>> Start

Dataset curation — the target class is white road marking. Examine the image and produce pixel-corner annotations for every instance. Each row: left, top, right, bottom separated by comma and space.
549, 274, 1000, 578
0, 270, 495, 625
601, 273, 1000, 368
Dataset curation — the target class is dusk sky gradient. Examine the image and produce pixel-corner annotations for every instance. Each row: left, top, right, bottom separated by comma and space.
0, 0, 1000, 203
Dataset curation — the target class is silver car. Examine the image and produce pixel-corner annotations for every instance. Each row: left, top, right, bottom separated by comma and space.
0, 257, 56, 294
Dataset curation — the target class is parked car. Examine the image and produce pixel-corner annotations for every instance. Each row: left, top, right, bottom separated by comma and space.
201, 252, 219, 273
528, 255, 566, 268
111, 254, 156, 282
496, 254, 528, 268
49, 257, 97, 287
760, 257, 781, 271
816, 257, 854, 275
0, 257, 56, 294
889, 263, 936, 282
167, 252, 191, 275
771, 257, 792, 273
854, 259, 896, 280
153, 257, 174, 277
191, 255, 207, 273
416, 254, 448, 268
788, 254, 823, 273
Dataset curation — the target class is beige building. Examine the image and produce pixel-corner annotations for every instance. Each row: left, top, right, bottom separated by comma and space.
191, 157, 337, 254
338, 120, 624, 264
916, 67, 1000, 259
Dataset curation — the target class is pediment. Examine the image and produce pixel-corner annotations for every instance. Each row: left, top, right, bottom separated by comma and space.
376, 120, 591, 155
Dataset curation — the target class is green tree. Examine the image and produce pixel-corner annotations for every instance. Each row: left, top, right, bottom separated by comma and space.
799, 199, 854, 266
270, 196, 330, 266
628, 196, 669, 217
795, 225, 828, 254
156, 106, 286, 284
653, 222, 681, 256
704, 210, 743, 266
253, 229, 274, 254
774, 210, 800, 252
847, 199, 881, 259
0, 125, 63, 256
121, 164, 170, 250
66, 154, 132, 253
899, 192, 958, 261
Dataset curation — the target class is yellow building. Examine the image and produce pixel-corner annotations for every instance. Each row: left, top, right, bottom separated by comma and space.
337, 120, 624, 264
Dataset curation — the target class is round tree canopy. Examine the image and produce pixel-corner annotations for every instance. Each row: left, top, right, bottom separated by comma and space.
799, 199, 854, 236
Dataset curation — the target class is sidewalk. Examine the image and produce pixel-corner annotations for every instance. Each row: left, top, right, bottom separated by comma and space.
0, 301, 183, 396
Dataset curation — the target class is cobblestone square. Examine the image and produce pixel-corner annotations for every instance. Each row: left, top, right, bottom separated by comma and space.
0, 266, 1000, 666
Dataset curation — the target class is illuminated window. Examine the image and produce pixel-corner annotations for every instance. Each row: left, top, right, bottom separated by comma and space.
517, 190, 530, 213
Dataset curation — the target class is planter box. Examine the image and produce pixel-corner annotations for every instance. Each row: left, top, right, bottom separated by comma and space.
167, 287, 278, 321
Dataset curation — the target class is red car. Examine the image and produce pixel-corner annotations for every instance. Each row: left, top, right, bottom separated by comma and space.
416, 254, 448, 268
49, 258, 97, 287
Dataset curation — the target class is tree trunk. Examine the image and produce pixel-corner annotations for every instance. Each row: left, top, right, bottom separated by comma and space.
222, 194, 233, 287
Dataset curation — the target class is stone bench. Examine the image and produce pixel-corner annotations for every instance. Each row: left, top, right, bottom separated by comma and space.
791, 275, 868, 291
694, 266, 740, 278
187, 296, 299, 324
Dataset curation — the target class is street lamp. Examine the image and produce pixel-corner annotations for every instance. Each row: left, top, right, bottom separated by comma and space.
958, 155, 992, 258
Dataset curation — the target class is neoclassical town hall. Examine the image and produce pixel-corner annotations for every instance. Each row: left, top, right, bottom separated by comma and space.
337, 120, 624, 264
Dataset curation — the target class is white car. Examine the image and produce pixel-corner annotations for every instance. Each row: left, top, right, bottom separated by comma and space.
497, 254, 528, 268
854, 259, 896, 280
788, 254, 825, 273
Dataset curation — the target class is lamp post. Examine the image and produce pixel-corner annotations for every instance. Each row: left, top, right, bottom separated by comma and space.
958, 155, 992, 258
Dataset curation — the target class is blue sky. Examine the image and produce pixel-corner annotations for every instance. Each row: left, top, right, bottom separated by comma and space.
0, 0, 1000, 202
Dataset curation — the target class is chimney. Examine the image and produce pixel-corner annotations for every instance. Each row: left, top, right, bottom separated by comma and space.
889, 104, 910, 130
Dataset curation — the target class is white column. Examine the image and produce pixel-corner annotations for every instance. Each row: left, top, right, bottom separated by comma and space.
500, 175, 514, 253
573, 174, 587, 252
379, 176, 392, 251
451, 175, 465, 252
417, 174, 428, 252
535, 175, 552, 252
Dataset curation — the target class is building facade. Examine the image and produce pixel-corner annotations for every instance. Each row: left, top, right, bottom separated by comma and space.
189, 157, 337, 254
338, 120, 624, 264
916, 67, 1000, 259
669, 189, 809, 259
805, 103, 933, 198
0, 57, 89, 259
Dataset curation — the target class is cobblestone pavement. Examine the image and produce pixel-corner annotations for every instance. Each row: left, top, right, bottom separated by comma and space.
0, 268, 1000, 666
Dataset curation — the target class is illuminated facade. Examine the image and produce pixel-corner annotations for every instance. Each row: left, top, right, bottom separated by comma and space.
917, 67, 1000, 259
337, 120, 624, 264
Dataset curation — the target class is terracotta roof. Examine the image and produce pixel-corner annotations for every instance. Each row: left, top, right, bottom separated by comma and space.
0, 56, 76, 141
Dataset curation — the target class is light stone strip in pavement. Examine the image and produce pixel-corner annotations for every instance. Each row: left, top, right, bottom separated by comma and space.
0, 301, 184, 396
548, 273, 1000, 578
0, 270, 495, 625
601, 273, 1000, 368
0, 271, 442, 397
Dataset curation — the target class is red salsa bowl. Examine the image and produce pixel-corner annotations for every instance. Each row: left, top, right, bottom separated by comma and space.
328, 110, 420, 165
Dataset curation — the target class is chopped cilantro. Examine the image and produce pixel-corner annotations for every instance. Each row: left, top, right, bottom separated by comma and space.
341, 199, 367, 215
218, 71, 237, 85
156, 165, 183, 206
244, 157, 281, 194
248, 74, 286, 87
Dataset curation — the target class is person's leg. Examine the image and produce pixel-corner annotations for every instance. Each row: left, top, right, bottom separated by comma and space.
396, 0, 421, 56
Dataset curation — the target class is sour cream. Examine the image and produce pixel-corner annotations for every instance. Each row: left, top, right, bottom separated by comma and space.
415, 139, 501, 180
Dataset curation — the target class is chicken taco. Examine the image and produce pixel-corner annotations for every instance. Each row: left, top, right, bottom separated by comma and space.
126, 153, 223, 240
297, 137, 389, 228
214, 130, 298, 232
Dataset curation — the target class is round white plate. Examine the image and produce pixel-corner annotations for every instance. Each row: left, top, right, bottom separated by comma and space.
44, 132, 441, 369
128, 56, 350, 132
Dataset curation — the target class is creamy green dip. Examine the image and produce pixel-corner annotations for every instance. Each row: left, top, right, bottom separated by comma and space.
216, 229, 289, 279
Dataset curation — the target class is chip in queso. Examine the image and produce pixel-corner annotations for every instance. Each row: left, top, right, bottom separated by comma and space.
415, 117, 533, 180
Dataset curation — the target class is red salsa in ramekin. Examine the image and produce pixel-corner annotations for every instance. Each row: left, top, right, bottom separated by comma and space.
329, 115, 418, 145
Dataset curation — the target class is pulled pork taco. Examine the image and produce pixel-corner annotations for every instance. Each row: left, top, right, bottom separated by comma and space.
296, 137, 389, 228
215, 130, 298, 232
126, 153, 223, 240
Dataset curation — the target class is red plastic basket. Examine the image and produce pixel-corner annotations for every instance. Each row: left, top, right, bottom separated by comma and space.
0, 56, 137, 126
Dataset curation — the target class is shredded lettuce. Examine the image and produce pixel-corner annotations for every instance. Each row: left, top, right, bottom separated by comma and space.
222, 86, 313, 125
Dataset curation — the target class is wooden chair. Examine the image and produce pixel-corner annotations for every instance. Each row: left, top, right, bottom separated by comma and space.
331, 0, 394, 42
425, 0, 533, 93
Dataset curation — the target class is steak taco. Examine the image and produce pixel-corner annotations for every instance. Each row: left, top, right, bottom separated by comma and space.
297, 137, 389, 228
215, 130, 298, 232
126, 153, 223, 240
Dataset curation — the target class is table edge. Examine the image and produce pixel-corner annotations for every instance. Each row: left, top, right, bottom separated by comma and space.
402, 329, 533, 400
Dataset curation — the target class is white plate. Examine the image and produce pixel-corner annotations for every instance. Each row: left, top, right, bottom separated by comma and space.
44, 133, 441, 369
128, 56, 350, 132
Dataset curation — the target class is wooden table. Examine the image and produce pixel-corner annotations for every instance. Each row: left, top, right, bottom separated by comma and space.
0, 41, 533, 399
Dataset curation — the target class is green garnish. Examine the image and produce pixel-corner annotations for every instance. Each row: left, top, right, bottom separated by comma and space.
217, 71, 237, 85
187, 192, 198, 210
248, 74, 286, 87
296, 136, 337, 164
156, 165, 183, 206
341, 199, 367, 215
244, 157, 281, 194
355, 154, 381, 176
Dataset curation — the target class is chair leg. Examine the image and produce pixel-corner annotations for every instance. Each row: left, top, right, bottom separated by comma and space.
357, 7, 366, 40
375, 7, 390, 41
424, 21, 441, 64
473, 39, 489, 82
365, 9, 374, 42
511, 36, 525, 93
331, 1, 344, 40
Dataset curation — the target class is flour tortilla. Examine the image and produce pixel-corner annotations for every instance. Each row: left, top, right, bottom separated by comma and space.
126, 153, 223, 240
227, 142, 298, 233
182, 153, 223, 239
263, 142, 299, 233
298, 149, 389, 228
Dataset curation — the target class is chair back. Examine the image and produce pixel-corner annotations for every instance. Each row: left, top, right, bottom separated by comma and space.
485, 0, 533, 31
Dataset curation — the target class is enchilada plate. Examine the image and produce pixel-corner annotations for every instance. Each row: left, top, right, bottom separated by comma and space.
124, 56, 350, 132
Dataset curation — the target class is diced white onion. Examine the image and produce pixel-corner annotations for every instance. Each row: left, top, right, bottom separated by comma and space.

>> End

Can you reproduce the part of the material that opens with the line containing "Dataset curation — the target class is pediment." and closes with the line containing "376, 120, 591, 155", swapping "pediment" for "gable" and leaving the rest unchanged?

Dataset curation — the target class is gable. Examine the image and produce pixel-corner annotations for every instance. Each row: left, top, right, bottom separated by comma and space.
376, 120, 591, 155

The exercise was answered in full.